### WHAT IS EXPECTED:
Rewrite all of the material below with every "bounding box" swapped for "enclosing rectangle", leaving everything else as it is and omitting the pictures.

>> start RECORDS FOR THE TASK

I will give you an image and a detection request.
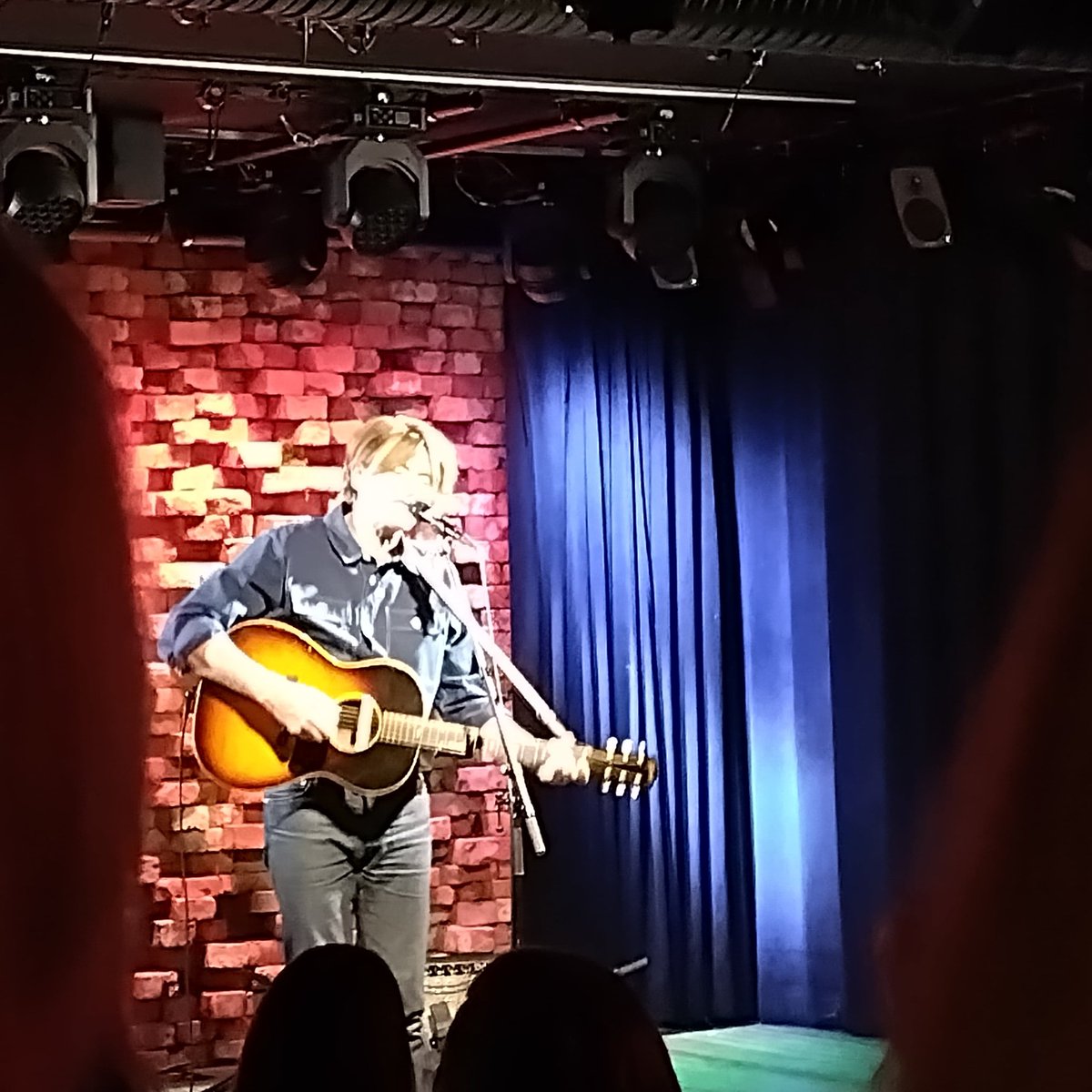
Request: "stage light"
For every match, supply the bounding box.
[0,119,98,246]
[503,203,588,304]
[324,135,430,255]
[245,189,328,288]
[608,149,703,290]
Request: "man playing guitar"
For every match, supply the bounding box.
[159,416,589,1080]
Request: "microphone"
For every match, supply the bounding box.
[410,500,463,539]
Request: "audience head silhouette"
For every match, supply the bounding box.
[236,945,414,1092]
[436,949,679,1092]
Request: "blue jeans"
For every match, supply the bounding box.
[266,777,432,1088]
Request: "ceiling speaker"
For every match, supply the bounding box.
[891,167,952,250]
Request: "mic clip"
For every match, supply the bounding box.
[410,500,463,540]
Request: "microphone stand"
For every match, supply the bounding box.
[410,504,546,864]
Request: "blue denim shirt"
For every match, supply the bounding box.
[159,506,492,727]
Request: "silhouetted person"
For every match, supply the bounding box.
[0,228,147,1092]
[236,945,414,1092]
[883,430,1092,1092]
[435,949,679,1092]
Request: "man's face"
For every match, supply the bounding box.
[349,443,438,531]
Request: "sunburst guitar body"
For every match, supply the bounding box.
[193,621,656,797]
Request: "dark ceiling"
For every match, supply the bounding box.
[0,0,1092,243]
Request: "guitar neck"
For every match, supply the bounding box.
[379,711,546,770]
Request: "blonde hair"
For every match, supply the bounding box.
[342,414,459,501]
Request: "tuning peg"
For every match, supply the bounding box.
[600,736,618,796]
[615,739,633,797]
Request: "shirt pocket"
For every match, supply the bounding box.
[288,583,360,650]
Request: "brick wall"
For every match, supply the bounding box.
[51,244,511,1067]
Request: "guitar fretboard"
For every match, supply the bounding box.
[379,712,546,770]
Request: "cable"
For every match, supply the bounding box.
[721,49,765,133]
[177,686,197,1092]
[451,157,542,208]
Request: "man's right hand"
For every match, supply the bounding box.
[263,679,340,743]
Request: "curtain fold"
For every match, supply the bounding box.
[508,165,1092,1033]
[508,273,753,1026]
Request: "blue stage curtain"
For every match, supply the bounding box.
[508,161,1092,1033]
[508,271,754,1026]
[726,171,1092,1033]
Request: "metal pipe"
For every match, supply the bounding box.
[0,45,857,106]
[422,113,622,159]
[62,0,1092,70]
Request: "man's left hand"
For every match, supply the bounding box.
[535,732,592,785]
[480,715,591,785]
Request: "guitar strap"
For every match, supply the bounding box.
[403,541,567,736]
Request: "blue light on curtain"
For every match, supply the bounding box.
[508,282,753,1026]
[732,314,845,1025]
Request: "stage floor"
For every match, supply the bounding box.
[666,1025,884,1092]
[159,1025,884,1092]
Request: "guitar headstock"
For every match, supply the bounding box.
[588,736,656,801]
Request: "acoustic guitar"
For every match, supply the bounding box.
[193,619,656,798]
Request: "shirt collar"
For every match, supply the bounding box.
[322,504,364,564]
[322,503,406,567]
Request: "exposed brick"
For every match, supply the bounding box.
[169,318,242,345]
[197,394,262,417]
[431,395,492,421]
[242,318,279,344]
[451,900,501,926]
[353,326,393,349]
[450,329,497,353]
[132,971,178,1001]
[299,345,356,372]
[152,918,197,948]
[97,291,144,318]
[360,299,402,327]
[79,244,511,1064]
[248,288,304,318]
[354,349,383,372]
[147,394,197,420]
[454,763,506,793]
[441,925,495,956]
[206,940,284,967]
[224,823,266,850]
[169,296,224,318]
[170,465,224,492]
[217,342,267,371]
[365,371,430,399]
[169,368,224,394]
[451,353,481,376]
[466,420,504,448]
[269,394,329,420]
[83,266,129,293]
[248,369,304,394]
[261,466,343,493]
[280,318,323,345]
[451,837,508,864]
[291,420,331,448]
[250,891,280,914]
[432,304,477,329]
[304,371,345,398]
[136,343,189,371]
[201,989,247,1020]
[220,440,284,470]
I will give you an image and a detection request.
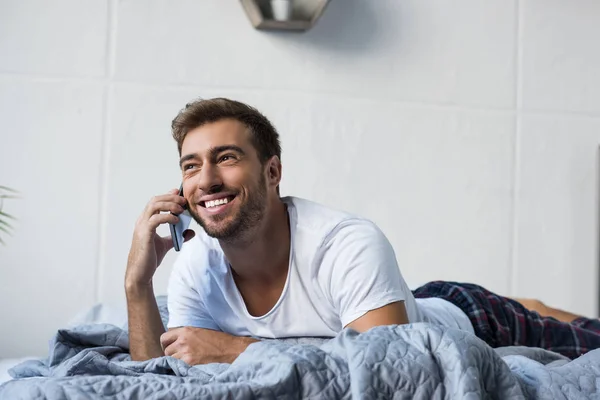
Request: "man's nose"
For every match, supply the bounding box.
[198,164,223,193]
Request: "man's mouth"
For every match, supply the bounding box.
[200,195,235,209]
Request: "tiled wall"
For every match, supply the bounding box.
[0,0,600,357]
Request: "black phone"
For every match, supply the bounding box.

>> end RECORDS FOR THE TASK

### TASK RESPONSE:
I will give you an image and a detection request.
Request: "stage light"
For every match, supply the enclosing rectangle.
[0,119,98,246]
[503,203,588,304]
[324,135,430,255]
[245,189,328,288]
[608,149,703,290]
Request: "man playing guitar"
For every match, supply the enclosing rectangle.
[159,416,589,1080]
Request: "microphone"
For every match, supply the enclosing rectangle.
[410,500,463,539]
Request: "audience head silhouette"
For every match, supply the enclosing rectangle.
[236,945,414,1092]
[436,949,679,1092]
Request: "blue jeans"
For every match, supply the enclosing rectangle.
[266,777,432,1088]
Request: "ceiling speaker"
For every match, supply the enclosing rectangle.
[891,167,952,250]
Request: "mic clip"
For every match, supply the enclosing rectangle.
[410,500,463,540]
Request: "microphone stand"
For every match, supply the enclosing rectangle.
[410,504,546,864]
Request: "blue denim shirt"
For every match, supply the enclosing rectangle.
[159,506,492,727]
Request: "silhouetted person"
For every match, supply the enclosing rectangle.
[0,228,147,1092]
[236,945,414,1092]
[883,430,1092,1092]
[435,949,679,1092]
Request: "man's face"
For every match, supply the enclosing rectangle.
[349,443,438,531]
Request: "sunburst guitar body"
For every match, supply the enclosing rectangle.
[193,621,656,797]
Request: "dark ceiling"
For every match, supply the enclosing rectangle.
[0,0,1092,243]
Request: "guitar neck"
For every match, supply the enclosing rectangle.
[379,711,546,770]
Request: "blonde hair"
For every match, supply the enclosing rectangle.
[342,414,459,501]
Request: "tuning peg"
For every match, supply the enclosing rectangle.
[600,736,618,796]
[615,739,633,797]
Request: "shirt pocket"
For every match, supply the enclosing rectangle.
[288,583,360,650]
Request: "brick wall"
For every match, supply the enclosing rectangle.
[51,244,511,1067]
Request: "guitar fretboard"
For every match, supply the enclosing rectangle.
[379,712,546,770]
Request: "cable"
For every match, supply the enclosing rectangle.
[721,49,765,133]
[177,686,197,1092]
[451,157,542,208]
Request: "man's right hand"
For every match, supply the enclosing rectangle.
[263,679,340,743]
Request: "curtain fold"
For every match, supply the enclosing rectangle.
[508,165,1092,1033]
[508,273,753,1026]
Request: "blue stage curtain"
For every match, supply the enclosing rectangle.
[508,161,1092,1033]
[508,271,754,1026]
[726,171,1092,1033]
Request: "metal pipe"
For every match, supply the enclosing rectangle.
[0,45,857,106]
[422,113,622,159]
[62,0,1092,70]
Request: "man's left hand"
For every match, supply the enclosing rectangle.
[535,732,592,785]
[480,715,591,785]
Request: "guitar strap"
For every match, supply the enclosing rectangle.
[403,541,567,736]
Request: "blue light on curtain"
For every match, supply the enclosing rectangle.
[508,282,753,1026]
[732,314,845,1025]
Request: "stage floor"
For every match, supply the enclosing rectangle.
[666,1025,884,1092]
[159,1025,884,1092]
Request: "guitar headstock"
For every match, supply the enclosing rectangle.
[588,736,656,801]
Request: "acoustic guitar"
For every match, supply the enclosing rectangle.
[193,619,656,798]
Request: "shirt collar"
For every match, supply the enclosing rectangle.
[322,504,364,564]
[322,503,406,567]
Request: "exposed brick"
For every match, supply the enclosing rectangle.
[169,318,242,345]
[197,394,262,417]
[431,395,492,421]
[242,318,279,344]
[451,900,501,926]
[353,326,393,349]
[450,329,497,353]
[132,971,178,1001]
[299,345,356,372]
[152,918,197,948]
[97,291,144,318]
[360,299,402,327]
[79,244,511,1064]
[248,288,304,318]
[354,349,383,372]
[147,394,197,420]
[454,763,506,793]
[441,925,495,956]
[206,940,284,967]
[224,823,266,850]
[169,296,224,318]
[170,465,224,492]
[217,342,267,371]
[365,371,430,399]
[169,368,224,394]
[451,353,481,376]
[466,420,504,448]
[269,394,329,420]
[83,266,129,293]
[248,369,304,394]
[261,466,343,493]
[280,318,323,345]
[451,837,508,864]
[291,420,331,448]
[250,891,280,914]
[432,304,477,329]
[304,371,345,398]
[136,343,189,371]
[201,989,247,1020]
[220,440,284,470]
I will give you an image and a detection request.
Request: "man's nose"
For every match, supply the enclosing rectangle.
[198,164,223,193]
Request: "man's mouth"
For every match, supply the enclosing rectangle.
[200,195,235,209]
Request: "tiled wall"
For every match, supply the enclosing rectangle.
[0,0,600,357]
Request: "black phone"
For every match, supply the enclosing rectangle.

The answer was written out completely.